Work required. Your answer should be one number: how many lines of the records hold the string "post".

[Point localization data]

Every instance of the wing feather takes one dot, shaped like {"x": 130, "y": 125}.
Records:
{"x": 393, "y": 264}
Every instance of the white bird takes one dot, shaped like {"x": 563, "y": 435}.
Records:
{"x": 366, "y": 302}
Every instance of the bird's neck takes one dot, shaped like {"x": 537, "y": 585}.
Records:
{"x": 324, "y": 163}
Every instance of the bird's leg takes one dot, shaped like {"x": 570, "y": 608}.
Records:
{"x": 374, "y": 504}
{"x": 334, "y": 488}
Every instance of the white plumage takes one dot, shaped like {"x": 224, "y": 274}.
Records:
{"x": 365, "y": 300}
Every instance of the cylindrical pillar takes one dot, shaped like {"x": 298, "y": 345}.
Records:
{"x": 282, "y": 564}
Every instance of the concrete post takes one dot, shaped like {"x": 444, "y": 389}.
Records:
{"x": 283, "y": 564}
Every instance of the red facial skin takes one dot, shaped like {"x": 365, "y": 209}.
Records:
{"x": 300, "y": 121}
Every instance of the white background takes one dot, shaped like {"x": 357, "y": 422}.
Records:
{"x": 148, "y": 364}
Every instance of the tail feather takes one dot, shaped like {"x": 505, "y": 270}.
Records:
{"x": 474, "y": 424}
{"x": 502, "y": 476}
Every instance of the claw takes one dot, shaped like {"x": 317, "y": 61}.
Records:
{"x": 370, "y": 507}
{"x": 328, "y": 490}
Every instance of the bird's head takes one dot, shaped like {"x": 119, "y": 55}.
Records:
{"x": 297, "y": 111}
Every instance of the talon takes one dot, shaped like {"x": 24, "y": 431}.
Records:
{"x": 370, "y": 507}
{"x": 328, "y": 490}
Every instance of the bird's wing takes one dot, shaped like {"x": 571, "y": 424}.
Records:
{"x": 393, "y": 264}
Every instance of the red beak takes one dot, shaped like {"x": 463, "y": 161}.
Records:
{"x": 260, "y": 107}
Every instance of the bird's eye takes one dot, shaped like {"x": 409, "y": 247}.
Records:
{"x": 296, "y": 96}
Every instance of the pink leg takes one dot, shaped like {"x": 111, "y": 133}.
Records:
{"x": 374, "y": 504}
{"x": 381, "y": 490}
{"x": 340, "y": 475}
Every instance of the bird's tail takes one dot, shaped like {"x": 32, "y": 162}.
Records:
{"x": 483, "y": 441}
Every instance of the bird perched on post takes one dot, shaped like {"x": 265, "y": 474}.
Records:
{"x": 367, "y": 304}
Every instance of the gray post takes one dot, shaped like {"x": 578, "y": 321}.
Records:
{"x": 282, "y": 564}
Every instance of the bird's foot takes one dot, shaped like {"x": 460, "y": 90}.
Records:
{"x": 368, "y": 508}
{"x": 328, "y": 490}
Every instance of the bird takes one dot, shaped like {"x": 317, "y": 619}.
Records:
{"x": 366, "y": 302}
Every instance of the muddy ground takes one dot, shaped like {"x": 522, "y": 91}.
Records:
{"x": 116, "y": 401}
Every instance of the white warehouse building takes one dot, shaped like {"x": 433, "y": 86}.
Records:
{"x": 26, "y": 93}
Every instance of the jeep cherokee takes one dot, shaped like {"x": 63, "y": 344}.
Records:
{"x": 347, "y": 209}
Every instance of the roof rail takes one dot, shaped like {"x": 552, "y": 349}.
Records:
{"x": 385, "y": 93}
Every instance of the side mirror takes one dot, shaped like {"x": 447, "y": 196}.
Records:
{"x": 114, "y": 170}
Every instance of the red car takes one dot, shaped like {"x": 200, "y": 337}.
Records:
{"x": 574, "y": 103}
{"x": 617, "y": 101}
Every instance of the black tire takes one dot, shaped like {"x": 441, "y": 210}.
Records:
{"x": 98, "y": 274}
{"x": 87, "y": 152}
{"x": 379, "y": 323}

Written response. 3